_Short problem_. Render every line of the material below as a numbered list, skipping blank lines and leaving the picture out.
⁂
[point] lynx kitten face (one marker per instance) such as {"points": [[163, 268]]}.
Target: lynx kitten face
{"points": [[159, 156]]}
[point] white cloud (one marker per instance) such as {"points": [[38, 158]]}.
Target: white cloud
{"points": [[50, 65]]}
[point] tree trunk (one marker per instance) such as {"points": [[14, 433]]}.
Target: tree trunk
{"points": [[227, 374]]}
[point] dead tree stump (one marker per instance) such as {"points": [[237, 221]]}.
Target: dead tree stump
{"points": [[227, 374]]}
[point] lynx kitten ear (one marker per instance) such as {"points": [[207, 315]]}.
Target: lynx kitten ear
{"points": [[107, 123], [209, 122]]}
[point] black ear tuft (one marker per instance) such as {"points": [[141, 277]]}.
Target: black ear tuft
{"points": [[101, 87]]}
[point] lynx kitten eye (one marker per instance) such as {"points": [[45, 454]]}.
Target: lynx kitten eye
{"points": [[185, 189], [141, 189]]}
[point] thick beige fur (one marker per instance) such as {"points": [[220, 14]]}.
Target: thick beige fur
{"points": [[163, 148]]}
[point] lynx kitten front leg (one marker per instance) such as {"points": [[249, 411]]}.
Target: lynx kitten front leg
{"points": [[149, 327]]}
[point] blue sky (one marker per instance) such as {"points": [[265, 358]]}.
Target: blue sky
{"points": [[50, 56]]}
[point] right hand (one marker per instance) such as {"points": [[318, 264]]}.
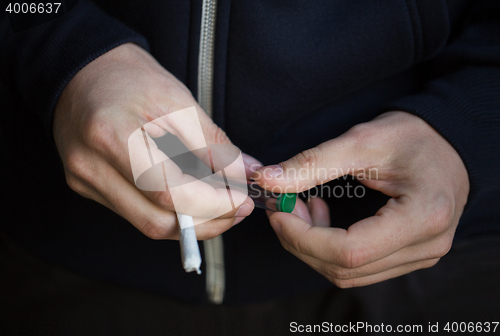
⁂
_Answer_.
1. [point] lynx kitten face (one marker per instance) such as {"points": [[163, 268]]}.
2. Target: lynx kitten face
3. {"points": [[159, 156]]}
4. [point] white cloud (one marker per instance) such as {"points": [[38, 158]]}.
5. Target: white cloud
6. {"points": [[50, 65]]}
7. [point] tree trunk (one marker per instance) such as {"points": [[14, 433]]}.
8. Target: tree trunk
9. {"points": [[227, 374]]}
10. [point] dead tree stump (one marker per instance) such as {"points": [[237, 221]]}.
11. Target: dead tree stump
12. {"points": [[227, 374]]}
13. [point] lynx kitten ear (one marker per instance) such as {"points": [[207, 315]]}.
14. Target: lynx kitten ear
15. {"points": [[107, 123], [209, 122]]}
16. [point] black ear tuft (one marker per instance) such as {"points": [[141, 277]]}.
17. Target: black ear tuft
18. {"points": [[101, 87]]}
19. [point] lynx kitten eye (one marker per instance) such as {"points": [[45, 454]]}.
20. Target: lynx kitten eye
21. {"points": [[185, 189], [141, 189]]}
22. [point] thick beige fur (one marker per instance) such as {"points": [[220, 14]]}.
23. Target: thick beige fur
24. {"points": [[163, 148]]}
25. [point] lynx kitten front leg (one marker per instance) such as {"points": [[249, 411]]}.
26. Target: lynx kitten front leg
27. {"points": [[149, 327]]}
28. [point] blue sky (one marker per instance) such as {"points": [[265, 358]]}.
29. Target: blue sky
30. {"points": [[50, 56]]}
31. [point] right hand (one marker per instance) such as {"points": [[318, 264]]}.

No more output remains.